- **GIVEN TASK**
How many lines in the records below contain the string "flower"? Reply with the number alone.

[Entries from an annotation dataset]
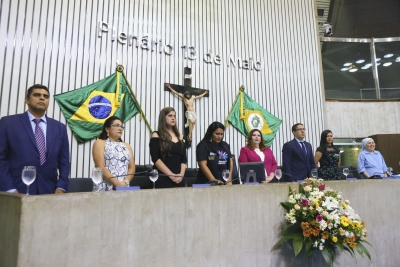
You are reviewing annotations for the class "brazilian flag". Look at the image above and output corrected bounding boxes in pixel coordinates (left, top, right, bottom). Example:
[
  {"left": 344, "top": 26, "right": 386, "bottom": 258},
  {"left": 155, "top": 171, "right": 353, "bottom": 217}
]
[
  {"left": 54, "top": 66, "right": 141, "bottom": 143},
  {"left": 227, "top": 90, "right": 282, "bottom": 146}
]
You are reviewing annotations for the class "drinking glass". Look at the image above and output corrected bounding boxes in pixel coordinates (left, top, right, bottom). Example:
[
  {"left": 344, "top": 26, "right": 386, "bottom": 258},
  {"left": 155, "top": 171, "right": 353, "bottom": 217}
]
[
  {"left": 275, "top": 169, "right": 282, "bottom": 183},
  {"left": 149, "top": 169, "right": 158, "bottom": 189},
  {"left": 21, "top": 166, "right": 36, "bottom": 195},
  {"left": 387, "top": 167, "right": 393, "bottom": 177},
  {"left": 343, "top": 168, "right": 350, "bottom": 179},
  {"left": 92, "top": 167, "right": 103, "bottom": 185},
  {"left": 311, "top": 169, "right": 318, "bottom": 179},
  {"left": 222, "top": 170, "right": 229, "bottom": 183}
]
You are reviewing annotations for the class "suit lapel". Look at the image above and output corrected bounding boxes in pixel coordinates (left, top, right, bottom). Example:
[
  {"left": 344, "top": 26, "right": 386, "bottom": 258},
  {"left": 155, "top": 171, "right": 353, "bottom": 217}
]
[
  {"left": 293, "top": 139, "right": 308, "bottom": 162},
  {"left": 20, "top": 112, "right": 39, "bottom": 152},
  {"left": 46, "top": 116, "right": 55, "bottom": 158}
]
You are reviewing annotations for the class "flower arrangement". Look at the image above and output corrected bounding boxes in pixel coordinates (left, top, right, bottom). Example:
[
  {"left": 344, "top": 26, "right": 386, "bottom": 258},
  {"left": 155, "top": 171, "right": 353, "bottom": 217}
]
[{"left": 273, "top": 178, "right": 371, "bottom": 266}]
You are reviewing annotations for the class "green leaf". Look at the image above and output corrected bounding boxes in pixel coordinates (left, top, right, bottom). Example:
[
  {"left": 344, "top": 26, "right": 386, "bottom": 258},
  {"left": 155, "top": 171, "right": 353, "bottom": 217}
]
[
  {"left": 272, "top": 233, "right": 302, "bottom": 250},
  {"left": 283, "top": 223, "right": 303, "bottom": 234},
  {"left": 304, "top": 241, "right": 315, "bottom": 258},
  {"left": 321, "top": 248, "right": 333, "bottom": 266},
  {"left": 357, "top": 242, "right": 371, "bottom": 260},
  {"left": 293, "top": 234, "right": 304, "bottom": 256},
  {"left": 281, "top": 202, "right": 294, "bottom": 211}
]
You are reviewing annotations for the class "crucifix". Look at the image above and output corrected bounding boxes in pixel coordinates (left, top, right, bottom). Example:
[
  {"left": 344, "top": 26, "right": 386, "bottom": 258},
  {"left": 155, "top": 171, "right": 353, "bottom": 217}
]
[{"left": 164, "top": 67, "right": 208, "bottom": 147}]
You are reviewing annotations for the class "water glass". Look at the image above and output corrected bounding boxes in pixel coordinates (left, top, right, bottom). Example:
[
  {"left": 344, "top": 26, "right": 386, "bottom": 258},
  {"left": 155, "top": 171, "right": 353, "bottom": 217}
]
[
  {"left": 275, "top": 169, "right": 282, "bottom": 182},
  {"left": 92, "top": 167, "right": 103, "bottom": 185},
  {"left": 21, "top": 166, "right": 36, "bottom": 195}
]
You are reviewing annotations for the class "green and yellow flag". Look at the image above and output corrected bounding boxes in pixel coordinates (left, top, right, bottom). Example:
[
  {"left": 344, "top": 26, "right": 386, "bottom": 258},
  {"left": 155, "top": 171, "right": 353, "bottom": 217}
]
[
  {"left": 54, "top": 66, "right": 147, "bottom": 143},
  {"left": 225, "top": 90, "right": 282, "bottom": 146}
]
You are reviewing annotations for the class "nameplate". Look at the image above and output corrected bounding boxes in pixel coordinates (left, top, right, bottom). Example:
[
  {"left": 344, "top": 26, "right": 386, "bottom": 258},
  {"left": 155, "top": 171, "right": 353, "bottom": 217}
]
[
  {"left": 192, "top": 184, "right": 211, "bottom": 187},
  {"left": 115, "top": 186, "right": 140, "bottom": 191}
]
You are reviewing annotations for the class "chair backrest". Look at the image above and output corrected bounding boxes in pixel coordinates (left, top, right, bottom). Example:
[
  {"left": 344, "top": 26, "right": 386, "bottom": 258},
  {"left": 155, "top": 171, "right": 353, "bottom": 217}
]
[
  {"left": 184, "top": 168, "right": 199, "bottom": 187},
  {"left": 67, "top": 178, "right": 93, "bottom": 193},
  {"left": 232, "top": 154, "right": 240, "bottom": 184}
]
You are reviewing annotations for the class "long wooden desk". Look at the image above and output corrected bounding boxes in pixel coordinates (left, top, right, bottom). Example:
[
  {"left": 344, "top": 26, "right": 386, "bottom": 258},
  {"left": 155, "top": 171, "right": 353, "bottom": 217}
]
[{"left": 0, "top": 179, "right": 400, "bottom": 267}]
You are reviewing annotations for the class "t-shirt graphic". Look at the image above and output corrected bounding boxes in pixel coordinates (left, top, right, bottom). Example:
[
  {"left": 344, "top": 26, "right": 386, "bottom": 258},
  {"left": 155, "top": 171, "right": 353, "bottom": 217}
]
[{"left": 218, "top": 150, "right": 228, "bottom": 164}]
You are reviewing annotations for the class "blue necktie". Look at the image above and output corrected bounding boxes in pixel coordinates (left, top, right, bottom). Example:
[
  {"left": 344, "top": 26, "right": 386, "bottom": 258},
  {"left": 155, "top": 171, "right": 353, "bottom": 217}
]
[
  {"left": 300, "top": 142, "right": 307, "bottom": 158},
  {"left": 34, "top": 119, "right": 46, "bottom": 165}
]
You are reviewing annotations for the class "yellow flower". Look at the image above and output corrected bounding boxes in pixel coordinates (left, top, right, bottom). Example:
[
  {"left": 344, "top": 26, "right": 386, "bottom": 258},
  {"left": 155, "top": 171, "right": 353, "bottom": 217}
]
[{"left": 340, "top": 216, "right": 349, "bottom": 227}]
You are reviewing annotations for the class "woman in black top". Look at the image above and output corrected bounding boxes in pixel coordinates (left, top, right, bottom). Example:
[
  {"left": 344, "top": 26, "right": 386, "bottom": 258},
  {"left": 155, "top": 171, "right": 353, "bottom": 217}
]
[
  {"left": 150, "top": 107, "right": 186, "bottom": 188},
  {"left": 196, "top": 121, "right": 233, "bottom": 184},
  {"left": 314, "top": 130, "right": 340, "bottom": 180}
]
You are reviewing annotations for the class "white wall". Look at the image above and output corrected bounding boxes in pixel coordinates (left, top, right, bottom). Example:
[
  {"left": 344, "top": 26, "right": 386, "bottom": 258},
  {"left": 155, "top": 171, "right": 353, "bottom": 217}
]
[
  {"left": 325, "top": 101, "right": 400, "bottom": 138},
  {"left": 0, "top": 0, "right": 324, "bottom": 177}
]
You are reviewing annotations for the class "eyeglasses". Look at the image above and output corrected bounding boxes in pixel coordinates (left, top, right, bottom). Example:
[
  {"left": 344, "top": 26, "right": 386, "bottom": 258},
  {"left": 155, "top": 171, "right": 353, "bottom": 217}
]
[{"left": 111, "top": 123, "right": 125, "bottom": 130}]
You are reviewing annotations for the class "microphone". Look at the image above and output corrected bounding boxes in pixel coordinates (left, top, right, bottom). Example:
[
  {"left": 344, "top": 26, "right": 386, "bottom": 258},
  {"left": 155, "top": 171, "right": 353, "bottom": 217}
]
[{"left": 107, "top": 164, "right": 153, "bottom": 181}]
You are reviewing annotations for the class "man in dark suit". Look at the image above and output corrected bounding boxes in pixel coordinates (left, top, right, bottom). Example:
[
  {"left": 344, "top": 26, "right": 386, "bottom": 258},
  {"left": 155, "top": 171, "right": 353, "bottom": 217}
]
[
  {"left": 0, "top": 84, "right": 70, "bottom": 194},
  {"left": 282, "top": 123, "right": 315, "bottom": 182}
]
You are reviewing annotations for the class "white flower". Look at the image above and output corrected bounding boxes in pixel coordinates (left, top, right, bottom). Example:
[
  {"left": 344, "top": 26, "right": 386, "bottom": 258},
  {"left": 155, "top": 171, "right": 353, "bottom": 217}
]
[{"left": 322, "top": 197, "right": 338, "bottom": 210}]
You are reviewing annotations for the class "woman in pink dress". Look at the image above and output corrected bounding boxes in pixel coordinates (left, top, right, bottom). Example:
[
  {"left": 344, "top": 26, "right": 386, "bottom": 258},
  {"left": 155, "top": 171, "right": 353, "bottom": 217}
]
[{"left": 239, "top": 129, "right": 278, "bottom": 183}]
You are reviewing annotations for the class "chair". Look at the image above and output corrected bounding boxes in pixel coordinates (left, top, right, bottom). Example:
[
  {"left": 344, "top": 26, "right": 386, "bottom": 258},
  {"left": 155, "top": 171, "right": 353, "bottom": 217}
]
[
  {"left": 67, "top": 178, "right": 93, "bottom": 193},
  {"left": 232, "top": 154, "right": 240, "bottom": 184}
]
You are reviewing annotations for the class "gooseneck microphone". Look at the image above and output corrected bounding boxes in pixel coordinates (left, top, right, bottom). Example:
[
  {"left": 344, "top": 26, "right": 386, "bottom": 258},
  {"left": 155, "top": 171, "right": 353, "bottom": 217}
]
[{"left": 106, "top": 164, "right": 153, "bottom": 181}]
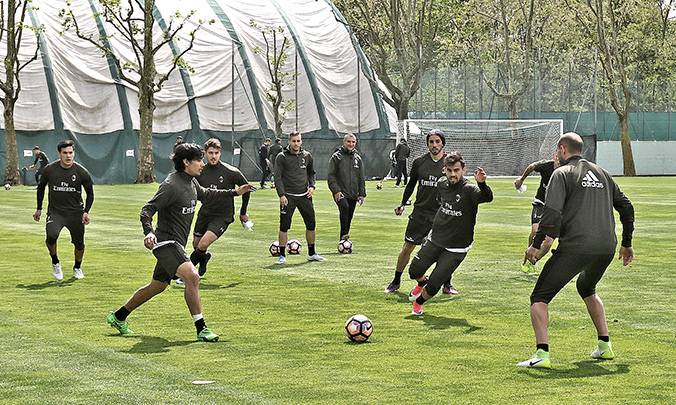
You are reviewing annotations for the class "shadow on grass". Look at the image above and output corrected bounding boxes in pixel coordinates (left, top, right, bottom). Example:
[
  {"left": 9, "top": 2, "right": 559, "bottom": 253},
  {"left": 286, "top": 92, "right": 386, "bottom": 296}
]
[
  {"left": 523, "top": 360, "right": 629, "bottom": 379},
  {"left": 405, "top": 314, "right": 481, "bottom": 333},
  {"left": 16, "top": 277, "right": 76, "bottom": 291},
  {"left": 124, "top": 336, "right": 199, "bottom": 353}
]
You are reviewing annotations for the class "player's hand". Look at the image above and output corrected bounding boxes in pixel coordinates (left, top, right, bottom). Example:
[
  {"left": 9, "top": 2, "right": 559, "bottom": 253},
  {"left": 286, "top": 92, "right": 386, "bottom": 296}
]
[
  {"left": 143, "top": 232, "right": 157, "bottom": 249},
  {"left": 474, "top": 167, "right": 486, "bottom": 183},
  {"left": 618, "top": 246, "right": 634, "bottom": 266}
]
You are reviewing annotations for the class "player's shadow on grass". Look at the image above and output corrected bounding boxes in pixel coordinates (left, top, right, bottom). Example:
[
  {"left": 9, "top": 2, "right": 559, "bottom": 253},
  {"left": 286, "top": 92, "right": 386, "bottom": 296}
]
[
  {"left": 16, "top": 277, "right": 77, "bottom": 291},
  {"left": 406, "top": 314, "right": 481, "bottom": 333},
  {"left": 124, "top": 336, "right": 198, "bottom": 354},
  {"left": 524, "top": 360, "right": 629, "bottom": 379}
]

- **EXPECTED ANSWER**
3